Comment l’agence européenne de garde-frontières et de garde-côtes, Frontex, distribue une brochure écoeurante aux enfants qui vont être expulsés du territoire. Financée par n(v)otre argent, en n(v)otre nom.
L’expulsion d’enfants...
... qui, parfois, ont résidé ici durant des années, parfois quasiment toute leur vie, est toujours un acte violent. Devoir quitter le territoire signifie abandonner ses copains et copines, des proches, l’école, les activités extrascolaires, son animal de compagnie, son ancrage, sa vie. Le nier est une absurdité. Vouloir tromper l’enfant sur la réalité de ce qui va se passer, alors qu’il voit ses parents catastrophés et dans une tristesse profonde, est sadique.
Nous ne voyons pas comment classer la brochure FRONTEX à destination des enfants sur le point d’être expulsés autrement. Publiée par l’agence en 2023, elle est censée “accompagner et faciliter” le processus pour l’enfant. Nous comprenons l’intention – l’enfer n’est-il pas pavé de bonnes intentions ? – mais vouloir aider celui que l’on rejette, à qui on refuse justement l’aide, n’est-ce pas une antinomie ? Est-ce pour cela que les brochures résultantes sont si insupportables et nous contraignent à poser des questions :
– qui a validé ce projet ?
– qui a pensé qu’il nous dédouanera de notre responsabilité collective d’avoir approuvé ce rejet ?
– pourquoi aujourd’hui encore, cette brochure est-elle utilisée et disponible dans toutes les langues de l’Union Européenne ?
(...)
Malheureusement, même si tu as envie de rester, ce n’est pas possible ”

• **DONNÉES ENREGISTRÉES**:
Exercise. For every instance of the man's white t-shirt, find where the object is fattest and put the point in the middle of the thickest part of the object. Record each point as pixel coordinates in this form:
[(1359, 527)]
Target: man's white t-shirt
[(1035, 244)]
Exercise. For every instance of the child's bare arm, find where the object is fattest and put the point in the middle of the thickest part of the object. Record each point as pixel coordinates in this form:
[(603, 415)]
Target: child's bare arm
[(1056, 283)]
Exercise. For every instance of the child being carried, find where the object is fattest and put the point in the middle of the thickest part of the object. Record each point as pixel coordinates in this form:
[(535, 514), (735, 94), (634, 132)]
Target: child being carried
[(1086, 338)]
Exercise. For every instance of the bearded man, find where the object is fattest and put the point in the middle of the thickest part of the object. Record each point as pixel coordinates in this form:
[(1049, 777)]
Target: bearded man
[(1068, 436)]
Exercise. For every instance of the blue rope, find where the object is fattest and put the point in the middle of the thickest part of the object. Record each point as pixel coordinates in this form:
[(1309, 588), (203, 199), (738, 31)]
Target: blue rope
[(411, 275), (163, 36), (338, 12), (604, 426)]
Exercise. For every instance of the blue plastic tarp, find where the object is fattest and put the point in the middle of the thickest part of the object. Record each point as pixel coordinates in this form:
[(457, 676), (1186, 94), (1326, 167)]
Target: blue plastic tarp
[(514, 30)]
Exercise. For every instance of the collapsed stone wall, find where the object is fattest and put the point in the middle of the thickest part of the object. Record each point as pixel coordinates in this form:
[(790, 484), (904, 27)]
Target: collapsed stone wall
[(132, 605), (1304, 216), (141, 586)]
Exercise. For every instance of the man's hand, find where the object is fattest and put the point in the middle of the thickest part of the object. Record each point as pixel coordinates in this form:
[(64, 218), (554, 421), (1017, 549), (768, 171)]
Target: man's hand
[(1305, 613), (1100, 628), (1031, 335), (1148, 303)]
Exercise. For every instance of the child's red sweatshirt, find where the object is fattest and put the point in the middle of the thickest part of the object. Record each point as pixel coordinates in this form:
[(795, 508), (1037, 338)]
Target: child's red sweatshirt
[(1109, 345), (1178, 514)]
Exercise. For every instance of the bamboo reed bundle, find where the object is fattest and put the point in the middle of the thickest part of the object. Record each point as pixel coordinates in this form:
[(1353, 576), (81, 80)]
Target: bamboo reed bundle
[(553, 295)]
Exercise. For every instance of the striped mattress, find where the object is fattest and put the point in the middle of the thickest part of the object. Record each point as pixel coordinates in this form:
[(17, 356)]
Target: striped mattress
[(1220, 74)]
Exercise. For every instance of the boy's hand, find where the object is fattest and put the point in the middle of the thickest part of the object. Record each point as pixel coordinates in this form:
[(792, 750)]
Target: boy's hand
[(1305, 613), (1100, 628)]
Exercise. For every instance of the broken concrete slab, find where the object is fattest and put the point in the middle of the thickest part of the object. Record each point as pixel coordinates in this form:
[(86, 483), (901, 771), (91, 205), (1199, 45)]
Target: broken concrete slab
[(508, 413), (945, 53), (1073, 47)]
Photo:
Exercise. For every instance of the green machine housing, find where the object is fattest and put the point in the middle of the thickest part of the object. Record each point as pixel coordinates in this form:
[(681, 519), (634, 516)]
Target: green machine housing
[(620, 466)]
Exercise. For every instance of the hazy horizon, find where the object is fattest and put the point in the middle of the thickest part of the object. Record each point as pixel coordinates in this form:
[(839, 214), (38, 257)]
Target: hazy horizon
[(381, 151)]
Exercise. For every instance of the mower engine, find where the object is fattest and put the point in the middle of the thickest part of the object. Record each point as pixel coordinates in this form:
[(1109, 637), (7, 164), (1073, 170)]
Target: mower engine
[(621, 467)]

• **CONSIGNE DONNÉE 1**: Résumez en deux phrases le texte sur la brochure Frontex.
• **CONSIGNE DONNÉE 2**: Imprimez le passage du texte sur la brochure Frontex situé entre « Nous ne voyons » et « approuvé ce rejet ? », ces deux bornes comprises.
• **CONSIGNE DONNÉE 3**: D'après le texte sur la brochure Frontex, qu'abandonne un enfant qui doit quitter le territoire ? Énumérez tout ce qui est mentionné.

• **RÉPONSE ATTENDUE 1**: Le texte dénonce une brochure que Frontex, l'agence européenne de garde-frontières et de garde-côtes, a publiée en 2023 et distribue aux enfants sur le point d'être expulsés, alors que leur expulsion est toujours un acte violent. Il juge sadique de vouloir tromper l'enfant sur ce qui va se passer et demande pourquoi cette brochure est encore utilisée et disponible dans toutes les langues de l'Union européenne.

• **RÉPONSE ATTENDUE 2**:
Nous ne voyons pas comment classer la brochure FRONTEX à destination des enfants sur le point d’être expulsés autrement. Publiée par l’agence en 2023, elle est censée “accompagner et faciliter” le processus pour l’enfant. Nous comprenons l’intention – l’enfer n’est-il pas pavé de bonnes intentions ? – mais vouloir aider celui que l’on rejette, à qui on refuse justement l’aide, n’est-ce pas une antinomie ? Est-ce pour cela que les brochures résultantes sont si insupportables et nous contraignent à poser des questions :
– qui a validé ce projet ?
– qui a pensé qu’il nous dédouanera de notre responsabilité collective d’avoir approuvé ce rejet ?

• **RÉPONSE ATTENDUE 3**:
- ses copains et copines
- des proches
- l'école
- les activités extrascolaires
- son animal de compagnie
- son ancrage
- sa vie